start RECORDS FOR THE TASK

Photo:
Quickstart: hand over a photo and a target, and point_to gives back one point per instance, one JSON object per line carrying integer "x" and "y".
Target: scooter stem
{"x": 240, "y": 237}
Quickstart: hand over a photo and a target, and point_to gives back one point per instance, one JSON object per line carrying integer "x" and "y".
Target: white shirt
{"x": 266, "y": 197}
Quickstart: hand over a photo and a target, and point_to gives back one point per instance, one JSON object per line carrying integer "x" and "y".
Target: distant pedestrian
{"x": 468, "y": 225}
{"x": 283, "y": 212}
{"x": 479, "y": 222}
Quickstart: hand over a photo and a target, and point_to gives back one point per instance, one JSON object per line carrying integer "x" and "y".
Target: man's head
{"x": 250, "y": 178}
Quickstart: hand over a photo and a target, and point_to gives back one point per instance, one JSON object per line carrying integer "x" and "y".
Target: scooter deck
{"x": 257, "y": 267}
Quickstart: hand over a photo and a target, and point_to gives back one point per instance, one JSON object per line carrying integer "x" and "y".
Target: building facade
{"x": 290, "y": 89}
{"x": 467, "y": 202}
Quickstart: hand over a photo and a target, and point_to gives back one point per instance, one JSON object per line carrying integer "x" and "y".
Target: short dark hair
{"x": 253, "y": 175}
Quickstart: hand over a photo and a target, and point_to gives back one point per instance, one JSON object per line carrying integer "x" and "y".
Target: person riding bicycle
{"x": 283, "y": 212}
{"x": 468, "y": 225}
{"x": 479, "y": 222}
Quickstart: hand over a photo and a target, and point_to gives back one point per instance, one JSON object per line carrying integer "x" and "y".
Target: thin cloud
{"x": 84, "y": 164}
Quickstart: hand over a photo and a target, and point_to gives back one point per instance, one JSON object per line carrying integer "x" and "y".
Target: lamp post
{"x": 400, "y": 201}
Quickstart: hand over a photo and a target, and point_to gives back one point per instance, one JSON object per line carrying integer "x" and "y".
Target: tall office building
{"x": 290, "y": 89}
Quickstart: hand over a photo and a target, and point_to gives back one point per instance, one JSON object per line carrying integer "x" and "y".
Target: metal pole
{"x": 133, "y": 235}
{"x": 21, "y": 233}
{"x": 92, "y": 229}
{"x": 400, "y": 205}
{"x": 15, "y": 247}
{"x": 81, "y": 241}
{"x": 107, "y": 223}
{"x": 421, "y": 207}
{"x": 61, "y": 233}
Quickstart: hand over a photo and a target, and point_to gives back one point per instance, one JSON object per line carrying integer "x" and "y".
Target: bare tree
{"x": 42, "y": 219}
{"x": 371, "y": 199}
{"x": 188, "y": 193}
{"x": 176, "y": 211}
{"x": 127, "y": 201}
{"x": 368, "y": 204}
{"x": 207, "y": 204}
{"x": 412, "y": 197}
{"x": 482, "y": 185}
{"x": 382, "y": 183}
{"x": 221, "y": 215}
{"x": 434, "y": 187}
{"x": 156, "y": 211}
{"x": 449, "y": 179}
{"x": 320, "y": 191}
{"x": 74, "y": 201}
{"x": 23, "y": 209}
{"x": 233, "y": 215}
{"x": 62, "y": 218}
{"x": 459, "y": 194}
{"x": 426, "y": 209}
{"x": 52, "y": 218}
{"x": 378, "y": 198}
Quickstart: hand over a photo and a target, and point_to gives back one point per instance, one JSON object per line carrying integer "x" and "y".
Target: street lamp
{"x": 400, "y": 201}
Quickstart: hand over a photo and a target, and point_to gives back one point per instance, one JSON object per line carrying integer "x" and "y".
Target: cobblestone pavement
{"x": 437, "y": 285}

end RECORDS FOR THE TASK

WHAT IS EXPECTED: Transcribe the data above in full, exactly.

EXERCISE RESULT:
Photo:
Quickstart: hand over a photo and a target, and point_to gives back one point per instance, one JSON object per line carrying integer "x" and "y".
Target: scooter stem
{"x": 240, "y": 237}
Quickstart: hand over a photo and a target, and point_to gives back one point per instance, one JSON object per line carrying integer "x" and "y".
Target: white shirt
{"x": 266, "y": 197}
Quickstart: hand over a photo and a target, and point_to gives back one point per instance, one JSON object per line carrying integer "x" and "y".
Target: distant pedestrian
{"x": 468, "y": 225}
{"x": 283, "y": 212}
{"x": 479, "y": 222}
Quickstart: hand over a photo and a target, and point_to gives back one point per instance, one JSON object per line carrying integer "x" and "y".
Target: man's head
{"x": 250, "y": 178}
Quickstart: hand over a photo and a target, and point_to gives back one point per instance, one JSON object per line carrying integer "x" and "y".
Target: scooter deck
{"x": 257, "y": 267}
Quickstart: hand over a photo and a target, and point_to gives back one point per instance, one JSON object per line carrying integer "x" and "y".
Target: building facade
{"x": 290, "y": 89}
{"x": 467, "y": 202}
Quickstart: hand over a photo and a target, and point_to gives back one point per instance, one JSON object per line carrying integer "x" and "y".
Target: short dark hair
{"x": 253, "y": 175}
Quickstart: hand over a photo and a target, and point_to gives back one point per instance, one JSON object per line carrying integer "x" and "y".
Target: person riding bicycle
{"x": 283, "y": 212}
{"x": 468, "y": 225}
{"x": 479, "y": 222}
Quickstart: hand over a photo and a target, and point_to gives back one point per instance, one JSON object per line carrying integer "x" and "y".
Target: thin cloud
{"x": 84, "y": 164}
Quickstart: hand over a photo and a target, and point_to gives back one point per instance, one JSON object per line carrying integer "x" and "y".
Target: lamp post
{"x": 400, "y": 201}
Quickstart: hand over a photo and a target, and point_to gives back one point per instance, one JSON object per line carrying integer "x" and "y".
Target: tall office building
{"x": 290, "y": 89}
Quickstart: hand over a photo and a target, and point_to gives back one point per instance, one JSON object per line carrying integer "x" and "y".
Target: metal pole
{"x": 133, "y": 235}
{"x": 21, "y": 233}
{"x": 92, "y": 229}
{"x": 400, "y": 205}
{"x": 15, "y": 247}
{"x": 81, "y": 241}
{"x": 107, "y": 223}
{"x": 421, "y": 207}
{"x": 61, "y": 233}
Quickstart: hand over a photo and a target, and point_to gives back one point per instance, one JSON object per line carrying integer "x" and "y".
Target: bare tree
{"x": 42, "y": 219}
{"x": 371, "y": 199}
{"x": 188, "y": 193}
{"x": 176, "y": 211}
{"x": 127, "y": 201}
{"x": 368, "y": 204}
{"x": 207, "y": 204}
{"x": 412, "y": 197}
{"x": 482, "y": 185}
{"x": 382, "y": 183}
{"x": 221, "y": 215}
{"x": 434, "y": 187}
{"x": 156, "y": 211}
{"x": 449, "y": 179}
{"x": 320, "y": 191}
{"x": 74, "y": 201}
{"x": 23, "y": 209}
{"x": 233, "y": 215}
{"x": 62, "y": 218}
{"x": 459, "y": 194}
{"x": 426, "y": 209}
{"x": 52, "y": 218}
{"x": 378, "y": 198}
Quickstart: hand over a photo and a target, and point_to gives back one point per instance, one JSON object per line carrying integer "x" and "y".
Target: street lamp
{"x": 400, "y": 201}
Quickstart: hand over a photo and a target, and point_to gives back one point per instance, one JSON object per line carrying integer "x" and "y".
Target: cobblestone pavement
{"x": 437, "y": 285}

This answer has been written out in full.